§ TAREFAS:
**a)** Responda com base no trecho sobre Welles e Mankiewicz:
(i) De quem foi a ideia do enigma de Rosebud?
(ii) Em quantas partes o filme se divide?
(iii) Qual ator imita a voz do locutor no cine-jornal?
**b)** Extraia do trecho sobre Welles e Mankiewicz a passagem que começa nas palavras "O filme se divide" e termina depois de "e Teddy Roosevelt.", sem alterar nada.
**c)** Traduza para o inglês esta frase do trecho sobre Welles e Mankiewicz: "A idéia da multiplicidade de pontos de vista foi de Welles, que já a havia usado em uma peça que escrevera nos seus tempos de colégio, intitulada “Marching Song”, versando sobre o líder abolicionista John Brown."

§ TRECHO DO DOCUMENTO:
####

Orson Welles e Herman Mankiewicz

O roteiro foi escrito pelos dois da seguinte maneira: Mankiewciz escreveu o arcabouço da história e Welles depois ia revisando, cortando e / ou acrescentando novos incidentes. A idéia da multiplicidade de pontos de vista foi de Welles, que já a havia usado em uma peça que escrevera nos seus tempos de colégio, intitulada “Marching Song”, versando sobre o líder abolicionista John Brown. A idéia do enigma de Rosebud foi de Mankiewicz. Quem colocou mais fatos sobre a vida de Hearst foi também Mankiewciz, porque conhecia o Hearst intimamente e sabia muitas anedotas a seu respeito. O Welles introduziu mais acontecimentos sobre o outro magnata, McCormick, e sua própria vida. Nesta questão de autoria Mankiewciz contribuiu muito para dar consistência ao roteiro, mas foi Welles que deu o brilho cinematográfico à narrativa, impondo seu extraordinário estilo visual barroco, seu cinema essencialmente dinâmico.

DIVISÃO DO FILME:

O filme se divide em 4 partes:

  1. Um prólogo, mostrando a grade com o aviso No Tresspassing, e a morte de Kane.
  2. O cine-jornal mostrando de forma sucinta e didática (imitando o estilo da série A Marcha do Tempo / The March of Time, produzida nos anos 1935-1951 por Louis de Rochemont) a vida pública, política e sentimental de Kane. O ator William Aland imita a voz estentória do locutor do famoso newsreel, Westbrook Van Voories. Mais de quarenta anos antes de Zelig / Zelig / 1983, de Woody Allen, Welles inseriu o personagem de Kane nas tomadas de arquivo ao lado de figuras históricas famosas como Adolf Hitler e Teddy Roosevelt.
  3. Os trechos com as entrevistas e os flashbacks mostrando de forma prismática a verdadeira vida de Kane.

####

§ DADOS COLETADOS:
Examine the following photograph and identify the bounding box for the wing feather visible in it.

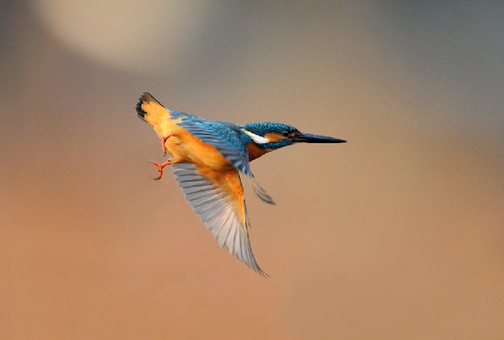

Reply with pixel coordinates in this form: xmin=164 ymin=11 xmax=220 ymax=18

####

§ RESPOSTAS DO EXERCÍCIO:
**a)**
(i) De Mankiewicz.
(ii) Em 4 partes.
(iii) William Aland.

**b)**
O filme se divide em 4 partes:

  1. Um prólogo, mostrando a grade com o aviso No Tresspassing, e a morte de Kane.
  2. O cine-jornal mostrando de forma sucinta e didática (imitando o estilo da série A Marcha do Tempo / The March of Time, produzida nos anos 1935-1951 por Louis de Rochemont) a vida pública, política e sentimental de Kane. O ator William Aland imita a voz estentória do locutor do famoso newsreel, Westbrook Van Voories. Mais de quarenta anos antes de Zelig / Zelig / 1983, de Woody Allen, Welles inseriu o personagem de Kane nas tomadas de arquivo ao lado de figuras históricas famosas como Adolf Hitler e Teddy Roosevelt.

**c)** The idea of multiple points of view came from Welles, who had already used it in a play he had written in his school days, titled “Marching Song,” about the abolitionist leader John Brown.